*** Opening SOURCE EXTRACT ***
Respiratory medicine is the service that diagnoses, treats and provides continued care for patients with diseases that affect the lungs and breathing.
Your GP or other primary care practitioner may refer you to us for respiratory function tests or to the Sleep Disorder Breathing Clinic.
Common symptoms or signs of lung disease include: shortness of breath, wheezing, long-term cough, phlegm, coughing up blood, and having chest pains.
Once a referral has been received, it is graded at Tauranga Hospital by respiratory specialists. Patients are seen in clinics at Tauranga Hospital or Whakatāne Hospital. Urgent cases can be seen within hours, but other cases may have to wait longer. Routine cases are often returned to the GP, unseen.
Requests for an assessment of the need for home oxygen are made to the respiratory service. Referrals can also be made for specialist asthma and pulmonary rehabilitation programmes.
Common respiratory procedures
This is an examination of the upper and lower airways (breathing tubes), with a flexible fibre optic tube that is passed via the nose into the passages of the lungs.
The process may involve removal of secretions, and taking of samples from the breathing tubes. This examination is done for symptoms such as coughing up of blood, persistent cough, abnormal chest x-ray, shortness of breath or suspected tuberculosis (TB).
Computerized tomography (CT) scans of internal organs, bones, soft tissue and blood vessels provide greater clarity and reveal more details than regular x-ray exams. A chest CT can show various lung disorders.
*** Closing SOURCE EXTRACT ***
*** Opening DATA PROVIDED ***
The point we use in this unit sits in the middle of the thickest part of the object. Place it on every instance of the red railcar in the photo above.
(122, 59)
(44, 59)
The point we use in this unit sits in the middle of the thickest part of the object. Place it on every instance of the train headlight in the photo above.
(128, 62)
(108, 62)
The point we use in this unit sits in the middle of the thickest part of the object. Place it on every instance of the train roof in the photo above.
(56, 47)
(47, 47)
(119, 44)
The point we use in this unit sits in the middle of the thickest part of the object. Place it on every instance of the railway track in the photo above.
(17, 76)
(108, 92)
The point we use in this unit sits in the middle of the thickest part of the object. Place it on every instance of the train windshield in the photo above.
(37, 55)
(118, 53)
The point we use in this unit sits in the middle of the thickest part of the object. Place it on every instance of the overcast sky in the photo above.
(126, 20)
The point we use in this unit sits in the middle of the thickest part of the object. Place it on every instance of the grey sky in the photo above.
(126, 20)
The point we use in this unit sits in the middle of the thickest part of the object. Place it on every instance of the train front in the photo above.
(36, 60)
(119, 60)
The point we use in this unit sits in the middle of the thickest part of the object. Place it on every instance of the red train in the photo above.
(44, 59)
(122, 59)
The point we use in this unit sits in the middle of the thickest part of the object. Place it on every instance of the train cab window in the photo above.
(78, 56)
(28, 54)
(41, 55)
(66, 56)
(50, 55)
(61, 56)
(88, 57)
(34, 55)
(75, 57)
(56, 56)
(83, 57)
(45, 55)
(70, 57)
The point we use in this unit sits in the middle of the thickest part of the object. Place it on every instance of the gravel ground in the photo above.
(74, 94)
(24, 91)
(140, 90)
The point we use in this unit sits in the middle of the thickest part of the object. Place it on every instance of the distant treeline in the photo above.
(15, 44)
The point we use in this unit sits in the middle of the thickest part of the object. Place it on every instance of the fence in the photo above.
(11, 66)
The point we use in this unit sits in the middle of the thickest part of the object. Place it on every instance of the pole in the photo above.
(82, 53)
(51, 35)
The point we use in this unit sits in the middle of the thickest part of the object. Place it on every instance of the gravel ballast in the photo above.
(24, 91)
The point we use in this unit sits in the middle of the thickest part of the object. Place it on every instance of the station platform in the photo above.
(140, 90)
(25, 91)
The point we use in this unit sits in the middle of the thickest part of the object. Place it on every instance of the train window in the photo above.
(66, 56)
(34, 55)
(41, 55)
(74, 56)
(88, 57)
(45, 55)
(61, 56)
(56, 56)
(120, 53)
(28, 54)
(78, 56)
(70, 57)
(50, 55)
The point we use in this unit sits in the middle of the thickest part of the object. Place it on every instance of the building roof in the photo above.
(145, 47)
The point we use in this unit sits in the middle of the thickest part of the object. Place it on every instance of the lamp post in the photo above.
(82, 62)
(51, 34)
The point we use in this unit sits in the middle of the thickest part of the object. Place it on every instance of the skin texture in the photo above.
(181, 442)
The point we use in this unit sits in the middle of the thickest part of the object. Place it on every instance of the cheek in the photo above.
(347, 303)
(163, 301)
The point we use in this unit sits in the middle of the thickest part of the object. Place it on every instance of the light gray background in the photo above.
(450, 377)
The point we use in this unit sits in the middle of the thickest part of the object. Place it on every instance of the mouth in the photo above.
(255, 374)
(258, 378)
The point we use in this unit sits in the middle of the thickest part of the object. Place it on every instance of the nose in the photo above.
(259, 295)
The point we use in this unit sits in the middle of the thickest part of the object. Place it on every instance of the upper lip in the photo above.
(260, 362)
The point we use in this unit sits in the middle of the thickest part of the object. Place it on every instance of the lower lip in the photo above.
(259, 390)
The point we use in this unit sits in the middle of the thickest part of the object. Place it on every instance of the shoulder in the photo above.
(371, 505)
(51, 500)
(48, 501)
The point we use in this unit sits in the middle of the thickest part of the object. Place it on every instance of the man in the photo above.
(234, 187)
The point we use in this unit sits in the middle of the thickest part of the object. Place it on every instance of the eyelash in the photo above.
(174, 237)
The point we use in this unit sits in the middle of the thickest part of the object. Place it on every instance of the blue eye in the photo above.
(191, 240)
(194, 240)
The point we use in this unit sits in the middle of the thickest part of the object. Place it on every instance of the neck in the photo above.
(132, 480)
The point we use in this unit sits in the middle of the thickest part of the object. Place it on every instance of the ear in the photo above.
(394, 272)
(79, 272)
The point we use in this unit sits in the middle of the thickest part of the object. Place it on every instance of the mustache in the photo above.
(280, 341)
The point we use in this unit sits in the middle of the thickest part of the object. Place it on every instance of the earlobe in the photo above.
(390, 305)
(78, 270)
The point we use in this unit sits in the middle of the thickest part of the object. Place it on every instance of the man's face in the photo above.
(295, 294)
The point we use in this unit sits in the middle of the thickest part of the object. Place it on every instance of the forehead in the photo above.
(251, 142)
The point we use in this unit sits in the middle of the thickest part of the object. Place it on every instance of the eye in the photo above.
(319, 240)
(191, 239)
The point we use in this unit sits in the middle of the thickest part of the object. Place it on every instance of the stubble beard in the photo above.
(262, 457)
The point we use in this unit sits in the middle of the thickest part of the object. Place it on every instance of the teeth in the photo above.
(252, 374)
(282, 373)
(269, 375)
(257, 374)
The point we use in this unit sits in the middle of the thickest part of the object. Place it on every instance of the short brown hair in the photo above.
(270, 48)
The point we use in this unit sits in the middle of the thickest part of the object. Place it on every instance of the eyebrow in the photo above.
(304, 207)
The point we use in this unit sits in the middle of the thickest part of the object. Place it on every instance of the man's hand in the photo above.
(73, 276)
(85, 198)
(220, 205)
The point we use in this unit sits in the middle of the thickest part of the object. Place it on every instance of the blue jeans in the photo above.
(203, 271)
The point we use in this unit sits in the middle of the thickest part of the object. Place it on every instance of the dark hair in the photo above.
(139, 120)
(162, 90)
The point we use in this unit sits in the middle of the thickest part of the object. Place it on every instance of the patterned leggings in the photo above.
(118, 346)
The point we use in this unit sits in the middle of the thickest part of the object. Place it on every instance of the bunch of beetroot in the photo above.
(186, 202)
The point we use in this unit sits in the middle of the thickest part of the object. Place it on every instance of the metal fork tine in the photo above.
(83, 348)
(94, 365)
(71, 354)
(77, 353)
*** Closing DATA PROVIDED ***
* ASSIGNED TASK A
According to the respiratory medicine text, at which hospitals are patients seen in clinics?
* ASSIGNED TASK B
Translate this sentence from the respiratory medicine text into Spanish: "Urgent cases can be seen within hours, but other cases may have to wait longer."
* ASSIGNED TASK C
Please resume the respiratory medicine text after its last sentence.
The records come from a separate source.

* WRITTEN RESPONSE A
Tauranga Hospital or Whakatāne Hospital.

* WRITTEN RESPONSE B
Los casos urgentes pueden ser atendidos en cuestión de horas, pero otros casos pueden tener que esperar más.

* WRITTEN RESPONSE C
This is a diagnostic procedure used in addition to a CT scan where a needle is inserted into a mass in the chest that needs further investigation.
Cells are sucked into a needle to be examined. This is normally done while using pictures from the CT scanner to help the specialist see where to place the needle. Local anaesthetic is used so that the test is not too painful.
This test measures lung function - specifically the amount and speed of air that can be inhaled and exhaled.
Generally you will be asked to take the deepest breath you can, and then exhale into the sensor as hard as possible for as long as possible. During the test, soft nose clips may be used to prevent air escaping through the nose.
A sleep study is a non-invasive, overnight exam that allows doctors to monitor you while you sleep to see what’s happening in your brain and body. For this test, you will go to a sleep lab that is set up for overnight stays.
Sleep apnoea is a disorder which occurs while people sleep. This is the mostly due to blocking of the breathing passages around the mouth and nose.
Obstructive sleep apnoea (OSA) sufferers stop breathing at certain times during sleep - up to hundreds of times a night. While not breathing the body is deprived of oxygen. This causes problems such as being sleepy during the day, which can result in poor performance at work and school and falling asleep at the wheel of a car. Long-term, there may be problems with blood pressure and heart disease.
Requests for an assessment of the need for home oxygen are made to this service.
Referrals can also be made for specialist asthma and pulmonary rehabilitation programmes.